Seitenauszug:
· · ·

Mit seinem noch nicht rechtskräftigen Urteil vom 29.11.2019 (Aktenzeichen 1 K 88/16) hat sich das Schleswig-Holsteinische FG mit den subjektiven Voraussetzungen einer verdeckten Gewinnausschüttung (vGA) befasst und entschieden, dass ein Irrtum der für die Kapitalgesellschaft handelnden Person der Annahme einer vGA gem. § 8 Abs. 3 Satz 2 KStG dann nicht entgegensteht, wenn der Irrtum einem gedachten ordentlichen und gewissenhaften Geschäftsleiter nicht unterlaufen wäre.

· · ·

Datensätze:
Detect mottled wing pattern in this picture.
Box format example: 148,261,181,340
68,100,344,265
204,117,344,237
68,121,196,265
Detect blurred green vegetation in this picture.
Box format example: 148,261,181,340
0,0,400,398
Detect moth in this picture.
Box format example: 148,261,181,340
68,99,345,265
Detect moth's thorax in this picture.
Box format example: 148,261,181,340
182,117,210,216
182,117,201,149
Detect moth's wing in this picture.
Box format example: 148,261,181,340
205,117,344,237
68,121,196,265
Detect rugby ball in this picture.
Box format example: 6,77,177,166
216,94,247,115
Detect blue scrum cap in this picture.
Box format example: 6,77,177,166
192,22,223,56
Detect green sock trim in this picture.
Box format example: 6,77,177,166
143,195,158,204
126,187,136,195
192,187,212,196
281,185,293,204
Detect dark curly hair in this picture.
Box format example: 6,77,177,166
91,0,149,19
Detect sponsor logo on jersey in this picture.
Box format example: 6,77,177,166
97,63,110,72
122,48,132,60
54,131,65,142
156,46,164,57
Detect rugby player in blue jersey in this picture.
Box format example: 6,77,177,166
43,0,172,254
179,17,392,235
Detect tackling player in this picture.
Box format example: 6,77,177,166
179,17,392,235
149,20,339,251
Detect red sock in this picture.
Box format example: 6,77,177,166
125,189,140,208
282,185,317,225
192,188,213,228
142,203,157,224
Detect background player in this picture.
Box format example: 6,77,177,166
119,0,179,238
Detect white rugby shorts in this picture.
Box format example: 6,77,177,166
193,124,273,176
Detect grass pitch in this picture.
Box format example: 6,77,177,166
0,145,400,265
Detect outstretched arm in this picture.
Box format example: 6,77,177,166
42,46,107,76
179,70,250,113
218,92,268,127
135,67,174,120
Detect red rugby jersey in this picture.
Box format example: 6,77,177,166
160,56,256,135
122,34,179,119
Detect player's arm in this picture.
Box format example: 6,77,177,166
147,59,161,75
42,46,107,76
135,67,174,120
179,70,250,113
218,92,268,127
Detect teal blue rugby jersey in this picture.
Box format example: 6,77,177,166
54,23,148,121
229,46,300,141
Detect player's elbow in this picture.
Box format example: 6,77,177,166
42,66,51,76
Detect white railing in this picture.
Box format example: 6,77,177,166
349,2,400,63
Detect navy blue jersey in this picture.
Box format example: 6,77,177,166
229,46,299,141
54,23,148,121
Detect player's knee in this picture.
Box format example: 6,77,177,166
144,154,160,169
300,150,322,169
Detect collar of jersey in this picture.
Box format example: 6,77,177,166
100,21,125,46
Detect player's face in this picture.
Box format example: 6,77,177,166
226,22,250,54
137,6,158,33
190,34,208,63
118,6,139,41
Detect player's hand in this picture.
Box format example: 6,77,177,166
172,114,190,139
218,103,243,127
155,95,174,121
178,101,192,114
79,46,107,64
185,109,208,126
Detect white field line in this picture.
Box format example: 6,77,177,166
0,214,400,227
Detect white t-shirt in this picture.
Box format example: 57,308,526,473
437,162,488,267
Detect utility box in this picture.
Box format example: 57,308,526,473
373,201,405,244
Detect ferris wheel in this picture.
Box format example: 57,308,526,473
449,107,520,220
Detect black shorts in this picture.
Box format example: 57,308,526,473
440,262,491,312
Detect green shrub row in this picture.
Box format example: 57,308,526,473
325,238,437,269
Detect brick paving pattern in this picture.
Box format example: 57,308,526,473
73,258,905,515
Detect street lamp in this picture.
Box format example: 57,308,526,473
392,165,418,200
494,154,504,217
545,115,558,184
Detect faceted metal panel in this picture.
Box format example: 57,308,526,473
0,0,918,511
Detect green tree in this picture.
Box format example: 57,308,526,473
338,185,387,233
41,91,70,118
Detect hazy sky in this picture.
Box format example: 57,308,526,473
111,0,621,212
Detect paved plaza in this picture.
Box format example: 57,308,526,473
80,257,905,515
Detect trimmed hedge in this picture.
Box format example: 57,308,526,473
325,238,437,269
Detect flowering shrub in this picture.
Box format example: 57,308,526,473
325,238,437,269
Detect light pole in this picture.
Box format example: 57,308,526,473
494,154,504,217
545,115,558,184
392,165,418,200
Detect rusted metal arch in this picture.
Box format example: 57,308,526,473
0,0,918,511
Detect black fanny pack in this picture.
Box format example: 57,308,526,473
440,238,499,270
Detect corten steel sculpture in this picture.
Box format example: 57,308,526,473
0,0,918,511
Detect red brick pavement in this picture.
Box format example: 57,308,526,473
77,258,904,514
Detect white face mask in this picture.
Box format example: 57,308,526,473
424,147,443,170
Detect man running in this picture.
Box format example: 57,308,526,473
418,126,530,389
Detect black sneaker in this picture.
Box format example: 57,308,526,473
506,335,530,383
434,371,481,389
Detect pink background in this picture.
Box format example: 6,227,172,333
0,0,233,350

· · ·

Ziel der Übung: Schreib bitte den Seitenauszug zum Urteil über verdeckte Gewinnausschüttungen vollständig und wortgetreu ab. Die Zeilen haben mit dem Seitenauszug nichts zu tun.

Ergebnis der Aufgabe:
Mit seinem noch nicht rechtskräftigen Urteil vom 29.11.2019 (Aktenzeichen 1 K 88/16) hat sich das Schleswig-Holsteinische FG mit den subjektiven Voraussetzungen einer verdeckten Gewinnausschüttung (vGA) befasst und entschieden, dass ein Irrtum der für die Kapitalgesellschaft handelnden Person der Annahme einer vGA gem. § 8 Abs. 3 Satz 2 KStG dann nicht entgegensteht, wenn der Irrtum einem gedachten ordentlichen und gewissenhaften Geschäftsleiter nicht unterlaufen wäre.